*** Begin section ***
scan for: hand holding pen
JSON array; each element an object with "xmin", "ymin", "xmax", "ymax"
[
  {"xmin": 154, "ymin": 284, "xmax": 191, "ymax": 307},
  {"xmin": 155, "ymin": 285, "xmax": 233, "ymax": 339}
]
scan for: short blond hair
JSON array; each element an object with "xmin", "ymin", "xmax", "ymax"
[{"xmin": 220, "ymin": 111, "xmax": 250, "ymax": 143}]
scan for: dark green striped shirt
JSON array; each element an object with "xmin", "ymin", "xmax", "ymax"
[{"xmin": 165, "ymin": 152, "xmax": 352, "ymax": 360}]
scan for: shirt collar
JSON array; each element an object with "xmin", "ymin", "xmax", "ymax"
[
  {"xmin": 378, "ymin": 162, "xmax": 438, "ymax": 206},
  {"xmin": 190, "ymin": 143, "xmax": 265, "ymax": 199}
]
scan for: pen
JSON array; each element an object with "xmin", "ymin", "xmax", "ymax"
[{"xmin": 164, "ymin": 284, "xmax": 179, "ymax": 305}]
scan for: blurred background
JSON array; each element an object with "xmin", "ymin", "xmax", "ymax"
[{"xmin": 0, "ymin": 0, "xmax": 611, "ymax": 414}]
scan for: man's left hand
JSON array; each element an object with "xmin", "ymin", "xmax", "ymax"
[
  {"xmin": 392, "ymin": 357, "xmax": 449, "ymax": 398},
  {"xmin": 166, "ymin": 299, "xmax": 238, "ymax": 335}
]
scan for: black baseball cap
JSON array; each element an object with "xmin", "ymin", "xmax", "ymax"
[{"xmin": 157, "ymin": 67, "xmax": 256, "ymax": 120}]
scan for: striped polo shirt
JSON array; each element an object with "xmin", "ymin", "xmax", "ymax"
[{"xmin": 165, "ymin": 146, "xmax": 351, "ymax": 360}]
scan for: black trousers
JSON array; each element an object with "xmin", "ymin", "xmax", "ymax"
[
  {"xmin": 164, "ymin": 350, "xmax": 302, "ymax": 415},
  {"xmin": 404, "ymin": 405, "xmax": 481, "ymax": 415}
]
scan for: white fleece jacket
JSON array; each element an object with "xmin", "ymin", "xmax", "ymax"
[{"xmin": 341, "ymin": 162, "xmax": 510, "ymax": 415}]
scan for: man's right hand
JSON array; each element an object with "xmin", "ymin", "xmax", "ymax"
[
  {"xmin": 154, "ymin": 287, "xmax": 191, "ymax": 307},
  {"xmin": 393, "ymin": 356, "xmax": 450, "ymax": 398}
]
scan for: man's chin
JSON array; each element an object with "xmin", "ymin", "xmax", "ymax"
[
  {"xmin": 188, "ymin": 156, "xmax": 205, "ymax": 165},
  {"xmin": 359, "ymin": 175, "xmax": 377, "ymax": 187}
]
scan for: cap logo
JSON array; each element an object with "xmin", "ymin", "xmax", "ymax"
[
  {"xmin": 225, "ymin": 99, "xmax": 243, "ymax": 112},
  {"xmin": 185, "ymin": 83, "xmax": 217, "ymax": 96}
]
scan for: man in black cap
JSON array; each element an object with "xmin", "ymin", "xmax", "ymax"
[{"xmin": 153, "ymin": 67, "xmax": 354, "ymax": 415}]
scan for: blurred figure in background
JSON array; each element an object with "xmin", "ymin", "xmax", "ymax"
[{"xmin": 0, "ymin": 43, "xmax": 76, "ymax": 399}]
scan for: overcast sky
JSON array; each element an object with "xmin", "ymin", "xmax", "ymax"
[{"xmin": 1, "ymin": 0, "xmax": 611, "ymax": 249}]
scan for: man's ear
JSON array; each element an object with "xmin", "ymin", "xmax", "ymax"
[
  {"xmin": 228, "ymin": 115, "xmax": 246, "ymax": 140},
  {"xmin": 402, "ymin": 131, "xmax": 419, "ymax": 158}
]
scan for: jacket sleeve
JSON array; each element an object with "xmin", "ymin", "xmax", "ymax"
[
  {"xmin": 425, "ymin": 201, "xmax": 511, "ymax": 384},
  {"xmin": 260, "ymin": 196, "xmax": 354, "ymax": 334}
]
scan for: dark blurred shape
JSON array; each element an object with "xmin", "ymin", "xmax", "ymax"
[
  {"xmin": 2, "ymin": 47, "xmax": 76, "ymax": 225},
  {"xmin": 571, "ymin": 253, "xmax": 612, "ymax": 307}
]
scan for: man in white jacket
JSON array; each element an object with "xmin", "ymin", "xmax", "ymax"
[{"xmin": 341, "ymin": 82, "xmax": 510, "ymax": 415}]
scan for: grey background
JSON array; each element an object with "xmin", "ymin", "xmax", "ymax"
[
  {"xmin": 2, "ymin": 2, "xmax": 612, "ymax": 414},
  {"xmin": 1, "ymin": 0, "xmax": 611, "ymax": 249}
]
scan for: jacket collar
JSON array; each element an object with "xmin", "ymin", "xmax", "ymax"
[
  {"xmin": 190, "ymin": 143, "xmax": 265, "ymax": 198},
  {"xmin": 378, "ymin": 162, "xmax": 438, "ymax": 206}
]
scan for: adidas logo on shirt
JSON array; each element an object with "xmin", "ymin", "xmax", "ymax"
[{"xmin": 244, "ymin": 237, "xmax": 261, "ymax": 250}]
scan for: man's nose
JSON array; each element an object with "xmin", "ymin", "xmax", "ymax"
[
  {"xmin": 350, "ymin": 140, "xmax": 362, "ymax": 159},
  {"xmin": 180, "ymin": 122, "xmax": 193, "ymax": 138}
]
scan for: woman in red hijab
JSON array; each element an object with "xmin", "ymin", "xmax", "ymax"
*** End section ***
• **PROBLEM DETAILS**: When the string "background" occurs in a line of the material, that line belongs in the answer.

• **SOLUTION FOR THIS EXERCISE**:
scan for: blurred background
scan for: blurred figure in background
scan for: grey background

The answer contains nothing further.